§ What to work on:
Using the data below, repeat all of it precisely.

§ Records supplied:
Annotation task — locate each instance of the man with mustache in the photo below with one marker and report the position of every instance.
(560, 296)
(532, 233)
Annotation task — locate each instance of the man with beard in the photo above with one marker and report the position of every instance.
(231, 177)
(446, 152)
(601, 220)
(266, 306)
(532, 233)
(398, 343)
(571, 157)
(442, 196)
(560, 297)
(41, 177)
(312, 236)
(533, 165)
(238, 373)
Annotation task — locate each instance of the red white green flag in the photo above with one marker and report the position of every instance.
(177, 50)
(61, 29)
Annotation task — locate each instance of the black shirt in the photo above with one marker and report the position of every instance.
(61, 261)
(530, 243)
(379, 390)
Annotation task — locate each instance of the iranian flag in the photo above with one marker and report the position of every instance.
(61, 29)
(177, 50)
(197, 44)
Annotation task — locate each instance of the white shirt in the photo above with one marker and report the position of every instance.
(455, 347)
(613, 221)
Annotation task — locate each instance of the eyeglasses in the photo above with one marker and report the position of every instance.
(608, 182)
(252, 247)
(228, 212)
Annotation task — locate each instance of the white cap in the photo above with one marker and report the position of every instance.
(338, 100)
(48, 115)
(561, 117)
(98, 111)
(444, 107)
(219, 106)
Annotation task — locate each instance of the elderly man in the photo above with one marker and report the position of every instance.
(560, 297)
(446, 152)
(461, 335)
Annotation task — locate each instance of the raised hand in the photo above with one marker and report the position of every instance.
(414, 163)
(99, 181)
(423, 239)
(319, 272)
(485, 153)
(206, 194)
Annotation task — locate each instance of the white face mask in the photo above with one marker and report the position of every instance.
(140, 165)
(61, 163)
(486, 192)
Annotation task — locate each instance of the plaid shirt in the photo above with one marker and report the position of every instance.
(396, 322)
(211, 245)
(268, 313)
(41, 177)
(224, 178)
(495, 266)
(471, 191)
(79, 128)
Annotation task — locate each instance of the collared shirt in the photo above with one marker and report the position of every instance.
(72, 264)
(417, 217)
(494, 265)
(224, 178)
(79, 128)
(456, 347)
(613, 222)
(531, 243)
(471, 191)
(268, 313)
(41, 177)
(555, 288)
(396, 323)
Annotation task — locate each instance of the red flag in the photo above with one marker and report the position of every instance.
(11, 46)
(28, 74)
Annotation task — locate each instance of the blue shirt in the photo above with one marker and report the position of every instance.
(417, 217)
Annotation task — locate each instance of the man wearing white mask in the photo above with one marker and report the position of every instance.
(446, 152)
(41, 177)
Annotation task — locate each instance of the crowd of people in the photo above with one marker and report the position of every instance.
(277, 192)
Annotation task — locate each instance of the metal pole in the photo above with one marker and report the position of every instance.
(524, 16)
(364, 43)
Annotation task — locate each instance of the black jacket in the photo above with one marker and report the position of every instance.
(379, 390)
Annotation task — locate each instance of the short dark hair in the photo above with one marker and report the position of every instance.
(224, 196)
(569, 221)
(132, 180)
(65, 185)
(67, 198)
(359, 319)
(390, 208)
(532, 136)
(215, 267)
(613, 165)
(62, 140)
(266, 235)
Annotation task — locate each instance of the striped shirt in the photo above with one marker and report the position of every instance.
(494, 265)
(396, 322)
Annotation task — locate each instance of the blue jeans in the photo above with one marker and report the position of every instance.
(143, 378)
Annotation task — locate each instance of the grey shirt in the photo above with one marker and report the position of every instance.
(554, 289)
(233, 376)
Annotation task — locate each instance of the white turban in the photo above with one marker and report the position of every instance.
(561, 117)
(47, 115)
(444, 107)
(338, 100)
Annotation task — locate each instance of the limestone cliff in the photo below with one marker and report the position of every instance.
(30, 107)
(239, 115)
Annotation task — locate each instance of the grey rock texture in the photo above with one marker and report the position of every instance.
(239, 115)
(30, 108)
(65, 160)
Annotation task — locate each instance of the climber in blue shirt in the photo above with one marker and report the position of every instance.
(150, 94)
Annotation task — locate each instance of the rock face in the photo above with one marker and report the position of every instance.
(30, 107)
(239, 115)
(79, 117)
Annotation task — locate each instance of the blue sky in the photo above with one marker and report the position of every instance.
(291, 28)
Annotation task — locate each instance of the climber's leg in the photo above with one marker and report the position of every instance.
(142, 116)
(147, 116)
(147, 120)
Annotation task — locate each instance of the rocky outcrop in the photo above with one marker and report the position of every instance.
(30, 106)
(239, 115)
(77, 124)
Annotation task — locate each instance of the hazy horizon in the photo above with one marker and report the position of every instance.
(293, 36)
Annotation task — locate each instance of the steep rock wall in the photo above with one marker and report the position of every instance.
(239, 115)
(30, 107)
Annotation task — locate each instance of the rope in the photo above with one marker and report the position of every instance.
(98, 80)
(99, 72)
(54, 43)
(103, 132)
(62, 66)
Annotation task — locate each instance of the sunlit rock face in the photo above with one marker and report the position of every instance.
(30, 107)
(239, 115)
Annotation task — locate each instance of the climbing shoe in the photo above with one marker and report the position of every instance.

§ Response to this exercise:
Annotation task — locate each instance of the man with mustache in the photo below with one marker and report the position of every instance.
(560, 296)
(532, 233)
Annotation task — locate each instance of the man with beard in the photo above with one marker and report the position of every instance.
(231, 177)
(446, 152)
(601, 220)
(266, 306)
(532, 233)
(398, 343)
(571, 157)
(442, 196)
(560, 297)
(41, 177)
(312, 236)
(533, 165)
(238, 373)
Annotation task — locate each instance of the red white green flag in the photo above with one marker and report the position of every instance.
(177, 50)
(61, 29)
Annotation task — locate each instance of the black shirt in the photo above with one marker and report the position of every instance.
(61, 261)
(530, 243)
(379, 390)
Annotation task — locate each instance of the iranian flag in the photo above with one marker and report the position of every instance.
(61, 29)
(177, 50)
(197, 44)
Annotation task — locate each instance of the white shirt in the photo above with one marker and report the position of every instance.
(455, 347)
(613, 221)
Annotation task — locate each instance of the eyeglasses in the photo above with one marker and report the position of every instance.
(608, 182)
(252, 247)
(228, 212)
Annotation task — locate each instance of the white cap in the photo above with one marker and report the position of every instance.
(338, 100)
(48, 115)
(561, 117)
(98, 111)
(444, 107)
(219, 106)
Annotation task — locate each instance of the elderly man in the photo above with one marker and report the position of every instance.
(560, 297)
(446, 152)
(461, 335)
Annotation task — locate each instance of the raised hand in the photo above with one marker and report the position of every instance.
(414, 163)
(99, 181)
(423, 239)
(319, 272)
(485, 153)
(206, 194)
Annotation task — locate each instance of the white face mask in the photo above with one marker and report the position of every instance.
(140, 165)
(61, 163)
(486, 192)
Annotation task — locate each instance of the plaid shirt in the photo above with one marker and report the position of every instance.
(396, 322)
(211, 245)
(268, 313)
(41, 177)
(224, 178)
(495, 266)
(471, 191)
(79, 128)
Annotation task — locate each instance of the collared shirt in the photo above with one marker and report the position of every instance.
(72, 264)
(417, 217)
(494, 265)
(224, 178)
(79, 128)
(456, 347)
(613, 222)
(531, 243)
(471, 191)
(268, 313)
(41, 177)
(555, 288)
(396, 323)
Annotation task — locate each instance of the red flag in the photo above with one marker and report the position of every instance.
(11, 46)
(28, 74)
Annotation task — locate each instance of the blue shirt in the photo above with one marker and report the position of every instance.
(417, 217)
Annotation task — locate each instance of the man wearing white mask in the photo above with one marker and report the position of every instance.
(446, 152)
(41, 177)
Annotation task — locate each instance of the crowd of people in the photo above with one marker and report the position of every instance.
(277, 192)
Annotation task — locate each instance of the metal pole in the photo above with one marker and report the position of every instance.
(524, 16)
(364, 43)
Annotation task — locate each instance of the black jacket in the photo above with one marker and report the position of every instance.
(379, 390)
Annotation task — locate each instance of the short dark hair in the photo above with one marker and report the position of every instance.
(224, 196)
(569, 221)
(132, 180)
(65, 185)
(67, 198)
(359, 319)
(390, 208)
(532, 136)
(215, 267)
(613, 165)
(62, 140)
(266, 235)
Annotation task — locate each instance of the striped shirt in the photo above with one marker and report the position of every instance.
(494, 265)
(396, 322)
Annotation task — locate each instance of the blue jeans in the photo above with one marker and report the position of every instance.
(143, 378)
Annotation task — locate each instance of the grey shirt in the photo above with one marker and report the position of every instance.
(554, 289)
(233, 376)
Annotation task — locate each instance of the white turban in the photo above with one marker and report the position of every instance.
(561, 117)
(47, 115)
(444, 107)
(338, 100)
Annotation task — locate each instance of the limestone cliff in the photo below with one marker and report the position of every instance.
(30, 107)
(239, 115)
Annotation task — locate each instance of the grey rock texture in the photo above with one marker and report the position of every instance.
(239, 115)
(30, 108)
(65, 160)
Annotation task — locate each instance of the climber in blue shirt in the photo above with one marker and report the position of every instance.
(150, 94)
Annotation task — locate each instance of the rock face in the photo above with one marker and report the position of every instance.
(30, 107)
(239, 115)
(79, 117)
Annotation task — locate each instance of the blue sky in the photo above with one marker and report the position of every instance.
(291, 28)
Annotation task — locate each instance of the climber's leg in the photo above with one marker and report the position of every instance.
(142, 116)
(147, 116)
(147, 120)
Annotation task — locate each instance of the rocky outcrop in the photo above with one marker and report the position of every instance.
(30, 106)
(239, 115)
(77, 124)
Annotation task — locate each instance of the hazy horizon in the photo above with one marker and report the position of every instance.
(293, 36)
Annotation task — locate each instance of the steep rock wall in the photo above with one marker and report the position of every instance.
(239, 115)
(30, 107)
Annotation task — locate each instance of the rope in the photo above with one marker and report the position of every instance.
(98, 80)
(99, 72)
(54, 43)
(103, 132)
(62, 66)
Annotation task — locate each instance of the sunlit rock face in the photo above with one marker and report the position of every instance.
(30, 107)
(239, 115)
Annotation task — locate each instance of the climbing shoe in the photo above with one marker and report the position of every instance.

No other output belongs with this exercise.